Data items
==============================
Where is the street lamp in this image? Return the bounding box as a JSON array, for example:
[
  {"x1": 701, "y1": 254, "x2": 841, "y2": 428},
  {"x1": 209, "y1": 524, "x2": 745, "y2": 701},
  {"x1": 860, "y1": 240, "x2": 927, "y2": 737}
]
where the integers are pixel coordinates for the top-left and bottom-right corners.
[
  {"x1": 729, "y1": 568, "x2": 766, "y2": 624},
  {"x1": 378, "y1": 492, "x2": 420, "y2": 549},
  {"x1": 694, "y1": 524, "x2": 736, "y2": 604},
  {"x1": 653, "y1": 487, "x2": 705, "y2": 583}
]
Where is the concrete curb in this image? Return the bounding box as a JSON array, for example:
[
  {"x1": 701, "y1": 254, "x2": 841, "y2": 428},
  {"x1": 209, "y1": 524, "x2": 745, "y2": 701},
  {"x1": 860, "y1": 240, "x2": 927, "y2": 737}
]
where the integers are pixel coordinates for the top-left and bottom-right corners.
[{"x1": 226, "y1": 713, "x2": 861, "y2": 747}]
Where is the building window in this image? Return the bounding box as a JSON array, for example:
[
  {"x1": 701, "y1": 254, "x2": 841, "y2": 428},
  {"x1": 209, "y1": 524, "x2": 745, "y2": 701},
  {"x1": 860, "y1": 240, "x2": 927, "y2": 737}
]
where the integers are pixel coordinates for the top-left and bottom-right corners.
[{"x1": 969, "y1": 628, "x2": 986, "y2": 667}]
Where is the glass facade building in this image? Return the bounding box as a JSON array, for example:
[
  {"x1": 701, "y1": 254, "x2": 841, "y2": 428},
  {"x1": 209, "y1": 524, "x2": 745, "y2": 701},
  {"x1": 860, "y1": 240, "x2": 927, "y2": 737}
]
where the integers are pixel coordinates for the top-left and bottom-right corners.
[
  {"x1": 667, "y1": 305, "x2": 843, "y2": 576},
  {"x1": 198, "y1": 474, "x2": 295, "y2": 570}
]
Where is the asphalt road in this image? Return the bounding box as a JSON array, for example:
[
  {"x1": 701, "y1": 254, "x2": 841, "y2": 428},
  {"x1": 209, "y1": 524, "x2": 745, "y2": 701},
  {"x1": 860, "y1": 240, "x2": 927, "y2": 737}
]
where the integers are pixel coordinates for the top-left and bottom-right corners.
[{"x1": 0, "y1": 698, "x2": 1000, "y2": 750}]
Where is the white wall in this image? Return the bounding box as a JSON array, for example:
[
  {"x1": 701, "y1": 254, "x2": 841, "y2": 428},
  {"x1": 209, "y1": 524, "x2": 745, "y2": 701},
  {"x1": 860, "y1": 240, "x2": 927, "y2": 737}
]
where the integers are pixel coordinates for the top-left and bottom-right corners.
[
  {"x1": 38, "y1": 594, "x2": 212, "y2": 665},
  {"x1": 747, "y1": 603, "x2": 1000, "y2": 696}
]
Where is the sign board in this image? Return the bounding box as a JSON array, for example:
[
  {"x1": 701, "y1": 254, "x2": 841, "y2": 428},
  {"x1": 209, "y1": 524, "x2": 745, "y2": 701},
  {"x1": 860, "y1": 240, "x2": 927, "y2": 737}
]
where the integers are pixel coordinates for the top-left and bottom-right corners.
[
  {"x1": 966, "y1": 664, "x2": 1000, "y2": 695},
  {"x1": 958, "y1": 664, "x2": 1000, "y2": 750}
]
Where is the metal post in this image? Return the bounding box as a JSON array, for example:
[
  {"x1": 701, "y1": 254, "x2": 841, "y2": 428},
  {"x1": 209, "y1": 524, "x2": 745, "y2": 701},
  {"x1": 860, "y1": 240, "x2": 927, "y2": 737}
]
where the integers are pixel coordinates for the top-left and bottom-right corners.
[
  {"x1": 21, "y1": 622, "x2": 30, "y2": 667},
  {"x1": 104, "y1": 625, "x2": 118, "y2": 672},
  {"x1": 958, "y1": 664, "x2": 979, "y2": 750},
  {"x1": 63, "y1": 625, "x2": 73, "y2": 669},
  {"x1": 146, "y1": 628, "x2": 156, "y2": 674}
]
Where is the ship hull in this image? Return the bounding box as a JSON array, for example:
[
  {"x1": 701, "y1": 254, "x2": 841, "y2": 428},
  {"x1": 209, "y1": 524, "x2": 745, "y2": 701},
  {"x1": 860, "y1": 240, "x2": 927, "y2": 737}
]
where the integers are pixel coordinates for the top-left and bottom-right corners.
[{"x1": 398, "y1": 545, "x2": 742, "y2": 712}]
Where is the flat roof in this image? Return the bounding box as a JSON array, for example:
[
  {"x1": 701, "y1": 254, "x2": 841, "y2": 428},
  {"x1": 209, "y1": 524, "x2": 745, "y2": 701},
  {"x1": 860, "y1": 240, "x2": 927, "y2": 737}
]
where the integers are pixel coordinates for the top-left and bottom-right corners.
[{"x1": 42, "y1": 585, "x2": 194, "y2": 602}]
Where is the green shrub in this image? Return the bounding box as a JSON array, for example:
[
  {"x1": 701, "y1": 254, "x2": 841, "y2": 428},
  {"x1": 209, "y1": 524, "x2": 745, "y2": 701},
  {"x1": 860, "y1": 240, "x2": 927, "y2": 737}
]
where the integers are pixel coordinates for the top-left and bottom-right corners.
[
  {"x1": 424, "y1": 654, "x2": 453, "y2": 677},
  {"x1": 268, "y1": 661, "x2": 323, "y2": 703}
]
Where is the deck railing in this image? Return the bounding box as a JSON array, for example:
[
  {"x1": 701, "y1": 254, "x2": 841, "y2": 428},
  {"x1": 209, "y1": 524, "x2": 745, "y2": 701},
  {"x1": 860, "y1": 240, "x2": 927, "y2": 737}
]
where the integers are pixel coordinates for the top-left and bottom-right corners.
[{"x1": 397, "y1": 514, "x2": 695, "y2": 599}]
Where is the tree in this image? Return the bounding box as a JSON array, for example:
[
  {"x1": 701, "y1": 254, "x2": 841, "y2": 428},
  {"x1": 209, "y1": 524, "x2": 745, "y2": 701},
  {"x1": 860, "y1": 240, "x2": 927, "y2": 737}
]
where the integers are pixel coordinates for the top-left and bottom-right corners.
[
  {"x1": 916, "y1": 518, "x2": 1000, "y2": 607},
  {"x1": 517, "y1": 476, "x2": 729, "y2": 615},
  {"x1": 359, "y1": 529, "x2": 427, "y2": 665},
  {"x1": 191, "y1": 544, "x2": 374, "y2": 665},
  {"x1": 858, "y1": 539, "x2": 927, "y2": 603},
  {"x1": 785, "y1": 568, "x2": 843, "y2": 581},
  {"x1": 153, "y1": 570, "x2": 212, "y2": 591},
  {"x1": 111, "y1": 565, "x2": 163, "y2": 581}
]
==============================
Report every line in the records above that contains the word "building", copying each such line in full. Case counts.

Where is the building window in this image? Return the bounding box as a JSON array, for example:
Where is the glass facade building in this image? Return the bounding box as a JSON array, for example:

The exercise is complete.